▸ 本文:
- - - - -
マイクロサービスと「Red Hat OpenShift Container Platform with Runtimes」の基礎知識
マイクロサービスとは
「マイクロサービス」とは、ソフトウェア開発手法の1つで、システムを疎に結合した複数の小さなサービスで実現します。各サービスはそれぞれ独立して動作するように設計し、Web APIなどを通じてデータのやり取りを行います。
マイクロサービスの一番のメリットは、変更のハードルが低く、日々変化していくニーズへ迅速に対応できるシステムを実現できる点です。マイクロサービスでは、システムを独立したサービスに分割するため、業務変更の影響が独立したサービスの範囲に極小化されます。特に、大規模で肥大化しやすい業務システムをはじめ、柔軟で迅速な変化が求められるようなシステムに有効です。
マイクロサービスの考え方自体は古くから存在していましたが、広く認知されるようになったのはJames Lewis, Martin Fowlerが公開したBlog記事からでしょう。最近ではコンテナ技術の普及やクラウドサービスの発展により、マイクロサービスの実現は容易になってきました。
マイクロサービス導入における課題
マイクロサービスは、柔軟で迅速な変化に対応できるシステムの実現に有効ですが、導入においては以下のような課題もあります。
・リソースの増加
サービスを分割して実装するには、サービスそれぞれにOSやミドルウェアなどのリソースが必要となるため、単純にサービス毎に物理マシンや仮想マシン環境を用意するにはコストがかかります。これらのコストは、膨大なサービスを稼働するうえでは無視できない問題となってきます。
・運用負荷の増大
マイクロサービスでは、業務システムを複数のサービスに分割して実装するため、同時に数十~数百ものサービスを運用・管理する必要があります。これらの膨大な数のサービスを安定稼働させるためには、人手に頼った方法では限界が出てきます。
・多様化・複雑化するランタイムソフトウェア/ミドルウェアの管理
各サービスを稼働するためのランタイムソフトウェアやミドルウェアの管理も問題となってきます。マイクロサービスでは各サービスが独立して開発されるため、利用するソフトウェアやそのバージョン管理による品質維持も重要です。
マイクロサービスを導入するには、他にも様々な課題に対応していく必要があります。以前よりもマイクロサービスの実現が容易になってきたとはいえ、これらの問題への対処は簡単ではありません。しかし、日々発展していくソフトウェアによって、より良い方向に改善されてきています。
本連載ではマイクロサービス導入における課題を解決し、柔軟で迅速な変化に対応できるシステムを実現するためのソフトウェアを紹介していきます。
コンテナによる課題解決
マイクロサービスに欠かせない技術としてコンテナがあります。コンテナとは、アプリケーションや依存するランタイムソフトウェアを1つに格納したものです。OS上にコンテナ基盤を導入し、複数のコンテナでマシンが持つリソースやOSを区切って利用します。
- - - - -
▸ データ抜粋:

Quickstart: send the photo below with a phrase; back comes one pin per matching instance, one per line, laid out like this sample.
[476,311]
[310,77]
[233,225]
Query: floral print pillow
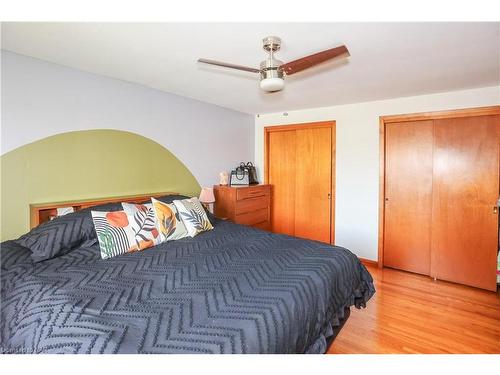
- - - - -
▸ 取り組む課題:
a: 本文の「マイクロサービスの考え方自体は古くから存在していましたが、広く認知されるようになったのはJames Lewis, Martin」から「以下のような課題もあります。」までを、両端を含めて一字一句そのまま書き写しなさい。
b: 本文に基づき、次の問いに答えなさい。
(i) マイクロサービスが広く認知されるようになったのは、誰が公開したBlog記事からだとされているか。
(ii) マイクロサービスでは、同時にどれくらいの数のサービスを運用・管理する必要があるとされているか。
(iii) コンテナとは、何を1つに格納したものか。
c: 本文中の次の一文を英語に訳しなさい。「最近ではコンテナ技術の普及やクラウドサービスの発展により、マイクロサービスの実現は容易になってきました。」

▸ 解答:
a:
マイクロサービスの考え方自体は古くから存在していましたが、広く認知されるようになったのはJames Lewis, Martin Fowlerが公開したBlog記事からでしょう。最近ではコンテナ技術の普及やクラウドサービスの発展により、マイクロサービスの実現は容易になってきました。
マイクロサービス導入における課題
マイクロサービスは、柔軟で迅速な変化に対応できるシステムの実現に有効ですが、導入においては以下のような課題もあります。

b:
(i) James LewisとMartin Fowler
(ii) 数十~数百
(iii) アプリケーションや依存するランタイムソフトウェア

c: Recently, the spread of container technology and the development of cloud services have made microservices easier to implement.